Exercise objective:
Copy everything from the line containing "Trail camera review — mark every blurred" down to the end of the material, requests included, and add -7 to every bounding-box coordinate in the answers. Leave the numbers in the requests and their format samples unchanged.

Dataset items:
####################

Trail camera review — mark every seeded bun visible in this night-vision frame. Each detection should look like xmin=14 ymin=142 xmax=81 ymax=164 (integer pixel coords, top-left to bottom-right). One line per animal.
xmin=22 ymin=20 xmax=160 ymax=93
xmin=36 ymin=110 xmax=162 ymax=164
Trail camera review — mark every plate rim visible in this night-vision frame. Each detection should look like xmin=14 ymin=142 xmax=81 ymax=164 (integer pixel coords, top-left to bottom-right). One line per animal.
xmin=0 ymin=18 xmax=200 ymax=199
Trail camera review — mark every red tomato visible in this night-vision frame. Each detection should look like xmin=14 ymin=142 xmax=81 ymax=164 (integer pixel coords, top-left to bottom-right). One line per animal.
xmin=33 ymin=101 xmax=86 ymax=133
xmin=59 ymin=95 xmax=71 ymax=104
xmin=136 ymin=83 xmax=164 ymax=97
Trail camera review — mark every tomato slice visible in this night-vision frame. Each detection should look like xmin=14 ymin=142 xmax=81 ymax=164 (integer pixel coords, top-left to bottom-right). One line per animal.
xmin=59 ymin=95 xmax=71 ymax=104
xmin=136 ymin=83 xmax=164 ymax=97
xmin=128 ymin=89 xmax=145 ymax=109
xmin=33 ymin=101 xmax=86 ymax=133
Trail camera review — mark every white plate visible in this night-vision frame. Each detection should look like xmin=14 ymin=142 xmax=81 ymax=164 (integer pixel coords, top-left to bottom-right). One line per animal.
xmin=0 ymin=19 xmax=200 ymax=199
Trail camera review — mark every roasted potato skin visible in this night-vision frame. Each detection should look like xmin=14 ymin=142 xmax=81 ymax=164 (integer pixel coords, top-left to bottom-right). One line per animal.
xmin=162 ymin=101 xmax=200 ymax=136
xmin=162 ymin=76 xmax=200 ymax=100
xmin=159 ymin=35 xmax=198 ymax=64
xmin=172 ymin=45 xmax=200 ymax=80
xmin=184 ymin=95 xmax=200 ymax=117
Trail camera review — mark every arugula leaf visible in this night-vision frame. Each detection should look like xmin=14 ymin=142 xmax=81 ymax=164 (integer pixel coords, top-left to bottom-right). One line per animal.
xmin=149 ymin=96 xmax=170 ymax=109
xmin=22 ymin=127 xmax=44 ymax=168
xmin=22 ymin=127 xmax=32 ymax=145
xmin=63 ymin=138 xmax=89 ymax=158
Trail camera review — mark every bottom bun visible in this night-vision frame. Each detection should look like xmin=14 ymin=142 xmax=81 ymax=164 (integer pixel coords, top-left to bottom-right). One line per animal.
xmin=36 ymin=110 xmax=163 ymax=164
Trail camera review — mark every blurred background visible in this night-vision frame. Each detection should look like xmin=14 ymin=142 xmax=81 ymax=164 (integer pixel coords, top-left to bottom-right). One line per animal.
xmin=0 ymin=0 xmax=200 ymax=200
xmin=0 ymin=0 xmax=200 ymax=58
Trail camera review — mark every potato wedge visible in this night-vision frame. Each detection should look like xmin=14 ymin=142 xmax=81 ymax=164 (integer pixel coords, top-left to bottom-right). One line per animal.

####################

Written solution:
Trail camera review — mark every blurred background visible in this night-vision frame. Each detection should look like xmin=14 ymin=142 xmax=81 ymax=164 (integer pixel coords, top-left to bottom-right). One line per animal.
xmin=-7 ymin=-7 xmax=193 ymax=193
xmin=-7 ymin=-7 xmax=193 ymax=51
Trail camera review — mark every potato wedge visible in this night-vision frame. Each detection should look like xmin=14 ymin=142 xmax=81 ymax=164 (integer pixel coords, top-left to bottom-right). One line per animal.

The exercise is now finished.